## [Entries provided]
——————
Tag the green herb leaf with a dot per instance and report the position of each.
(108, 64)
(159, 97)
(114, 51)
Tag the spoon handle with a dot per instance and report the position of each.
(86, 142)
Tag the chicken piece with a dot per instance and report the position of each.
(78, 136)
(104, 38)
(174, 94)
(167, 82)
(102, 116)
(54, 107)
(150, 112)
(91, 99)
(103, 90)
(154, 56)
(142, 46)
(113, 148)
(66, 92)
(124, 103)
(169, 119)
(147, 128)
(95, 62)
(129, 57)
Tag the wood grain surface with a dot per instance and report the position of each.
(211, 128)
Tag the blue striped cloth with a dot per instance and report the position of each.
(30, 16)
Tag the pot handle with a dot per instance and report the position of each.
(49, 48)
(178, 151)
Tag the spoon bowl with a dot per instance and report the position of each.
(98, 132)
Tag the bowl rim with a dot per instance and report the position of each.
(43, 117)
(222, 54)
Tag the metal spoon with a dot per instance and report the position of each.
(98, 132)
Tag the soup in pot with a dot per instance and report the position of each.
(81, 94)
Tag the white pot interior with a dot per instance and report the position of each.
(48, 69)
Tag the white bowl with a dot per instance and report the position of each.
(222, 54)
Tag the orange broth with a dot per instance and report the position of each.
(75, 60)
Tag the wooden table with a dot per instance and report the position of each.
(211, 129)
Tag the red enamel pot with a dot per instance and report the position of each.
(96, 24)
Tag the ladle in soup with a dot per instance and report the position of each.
——————
## [Task details]
Rewrite every line of the records from the line containing "Tag the white bowl" through the end of the records, inclusive, with the labeling requests included and each point coordinate in the answers shifted up by 96.

## [Response to this exercise]
Tag the white bowl with a dot per instance and report the position of each.
(318, 150)
Tag the orange broth with a dot per instance and report the position of each.
(171, 156)
Tag the wooden table with a dot per instance and report the position of each.
(307, 225)
Tag the red enamel pot with a dot per instance and report the position of each.
(192, 120)
Tag the ladle in soup with a dot per instance and report the position of each.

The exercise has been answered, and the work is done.